● **Travail à faire**:
[A] Dans le texte sur les ruisseaux couverts, relevez les actions pour lesquelles des moyens financiers substantiels sont jugés nécessaires.
[B] Recopiez le passage du texte sur les ruisseaux couverts qui va de « Aujourd'hui, l'urgence est » à « des études préalables. ».

● **Bloc de texte**:
######
Alors que ces ouvrages étaient très surveillés lorsque les mines étaient en activité, le transfert de propriété par des cessions foncières de l'État en direction des communes ou de particuliers, à partir de la fin des années soixante, a conduit à un arrêt de l'entretien de ceux-ci, les actes notariés ne mentionnant aucune préconisation particulière. Ces « cessions » à titre gratuit, ou pour des sommes dérisoires, de terrains ou de bâtiments étaient-elles bien intentionnées de la part de Charbonnages de France ? Je m'interroge - et je fais même plus que m'interroger. Les communes et les particuliers en acceptaient-ils, de fait, l'entretien ?
Au regard du droit français, un propriétaire est responsable du sous-sol au droit des limites de son terrain. Des personnes publiques ou privées sont donc responsables d'une portion de tunnel recouvrant un ruisseau. Or, pour la plupart, elles ne le savent pas ! De ce fait, ces tunnels ont sombré peu à peu dans l'oubli, jusqu'au 10 novembre 2012, date de l'effondrement de la clef de voûte de l'un des tunnels sur le Rieusset, créant un cône de quarante mètres de diamètre en plein cur du bourg de Robiac-Rochessadoule.
Aujourd'hui, l'urgence est avérée : une étude portant sur 500 mètres de tunnel passant dans cette commune conclut à la très grave altération de la structure et à la nécessité d'engager rapidement des travaux. Cette situation est connue des services de l'État qui redoutent de graves accidents dans de nombreuses communes, notamment avec la multiplication des épisodes pluvieux intenses.
Or, face à cette situation, des moyens financiers substantiels sont nécessaires pour recenser, pour sécuriser et pour réparer l'ensemble de ces tunnels. Les particuliers concernés et les collectivités n'ont bien évidemment pas les moyens financiers d'y faire face ; ils n'ont d'ailleurs même pas les moyens de financer des études préalables.
Alors même que les galeries, par exemple, sont considérées comme des éléments indispensables à l'exploitation du charbon et, de ce fait, continuent à bénéficier d'une attention particulière de la part de l'État, les ruisseaux couverts sont considérés comme des éléments périphériques à l'exploitation minière. Pourtant, sans ces ruisseaux, l'exploitation aurait été impossible compte tenu de la topographie. Ces ruisseaux ne bénéficient donc d'aucune attention particulière de la part de l'État.
C'est pourquoi il serait souhaitable- j'ajoute même : nécessaire et indispensable - que l'État assume cet héritage et puisse intervenir massivement pour venir en aide aux particuliers et aux collectivités concernés.
M. le président. La parole est à M. le secrétaire d'État.
######
Entrées enregistrées:
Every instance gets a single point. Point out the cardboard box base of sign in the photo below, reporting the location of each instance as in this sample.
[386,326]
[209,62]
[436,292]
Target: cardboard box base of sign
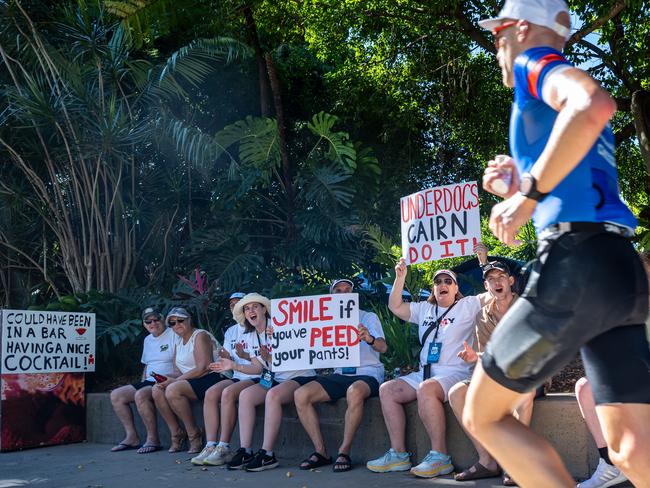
[42,409]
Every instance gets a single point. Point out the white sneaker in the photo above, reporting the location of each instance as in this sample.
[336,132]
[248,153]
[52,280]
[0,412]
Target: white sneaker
[220,455]
[198,460]
[434,464]
[604,476]
[391,461]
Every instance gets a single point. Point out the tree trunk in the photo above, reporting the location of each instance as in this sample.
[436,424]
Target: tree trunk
[641,111]
[287,173]
[251,28]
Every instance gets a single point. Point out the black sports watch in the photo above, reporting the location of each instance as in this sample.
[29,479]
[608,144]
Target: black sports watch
[528,188]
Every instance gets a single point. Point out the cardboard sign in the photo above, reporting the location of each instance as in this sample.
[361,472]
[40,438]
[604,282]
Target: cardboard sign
[47,342]
[441,222]
[319,331]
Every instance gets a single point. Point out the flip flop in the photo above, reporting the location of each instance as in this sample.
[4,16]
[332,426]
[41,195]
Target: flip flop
[123,447]
[148,448]
[508,481]
[310,463]
[477,472]
[341,466]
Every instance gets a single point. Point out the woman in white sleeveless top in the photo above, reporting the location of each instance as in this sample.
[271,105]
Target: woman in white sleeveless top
[194,352]
[273,390]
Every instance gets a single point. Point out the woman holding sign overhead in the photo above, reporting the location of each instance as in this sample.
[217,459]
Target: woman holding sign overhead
[444,321]
[271,389]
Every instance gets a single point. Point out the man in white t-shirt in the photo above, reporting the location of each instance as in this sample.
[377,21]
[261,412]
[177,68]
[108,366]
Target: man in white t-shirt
[445,321]
[158,358]
[355,384]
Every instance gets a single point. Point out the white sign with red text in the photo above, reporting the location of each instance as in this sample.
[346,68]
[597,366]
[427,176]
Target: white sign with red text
[319,331]
[47,342]
[441,222]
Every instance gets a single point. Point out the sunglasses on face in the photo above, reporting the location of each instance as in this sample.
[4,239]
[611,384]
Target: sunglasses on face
[440,281]
[497,30]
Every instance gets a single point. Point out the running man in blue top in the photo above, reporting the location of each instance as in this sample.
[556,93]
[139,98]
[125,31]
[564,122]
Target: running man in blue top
[587,291]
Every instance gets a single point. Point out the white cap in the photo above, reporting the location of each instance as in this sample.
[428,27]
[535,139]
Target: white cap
[540,12]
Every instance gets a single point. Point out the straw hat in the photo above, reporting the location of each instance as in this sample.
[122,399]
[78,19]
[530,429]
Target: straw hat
[238,311]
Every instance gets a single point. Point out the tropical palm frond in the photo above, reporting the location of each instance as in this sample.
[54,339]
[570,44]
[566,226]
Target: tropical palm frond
[193,63]
[139,16]
[200,149]
[258,140]
[328,186]
[339,148]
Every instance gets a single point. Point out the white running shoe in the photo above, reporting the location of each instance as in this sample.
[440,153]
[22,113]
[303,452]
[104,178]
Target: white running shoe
[604,476]
[198,460]
[220,455]
[391,461]
[434,464]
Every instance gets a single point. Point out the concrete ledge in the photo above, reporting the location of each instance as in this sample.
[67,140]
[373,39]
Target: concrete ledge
[556,417]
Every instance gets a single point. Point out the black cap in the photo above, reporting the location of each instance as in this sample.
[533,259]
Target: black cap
[499,265]
[147,312]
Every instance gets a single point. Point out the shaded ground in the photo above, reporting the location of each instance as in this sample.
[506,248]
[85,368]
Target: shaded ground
[93,466]
[562,382]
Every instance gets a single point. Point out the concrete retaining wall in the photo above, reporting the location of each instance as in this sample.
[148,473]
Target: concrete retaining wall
[556,417]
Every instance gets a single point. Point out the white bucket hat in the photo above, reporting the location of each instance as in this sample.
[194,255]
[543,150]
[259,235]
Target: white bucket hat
[540,12]
[238,311]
######
● **Réponses par tâche**:
[A] Recenser, sécuriser et réparer l'ensemble de ces tunnels.

[B]
Aujourd'hui, l'urgence est avérée : une étude portant sur 500 mètres de tunnel passant dans cette commune conclut à la très grave altération de la structure et à la nécessité d'engager rapidement des travaux. Cette situation est connue des services de l'État qui redoutent de graves accidents dans de nombreuses communes, notamment avec la multiplication des épisodes pluvieux intenses.
Or, face à cette situation, des moyens financiers substantiels sont nécessaires pour recenser, pour sécuriser et pour réparer l'ensemble de ces tunnels. Les particuliers concernés et les collectivités n'ont bien évidemment pas les moyens financiers d'y faire face ; ils n'ont d'ailleurs même pas les moyens de financer des études préalables.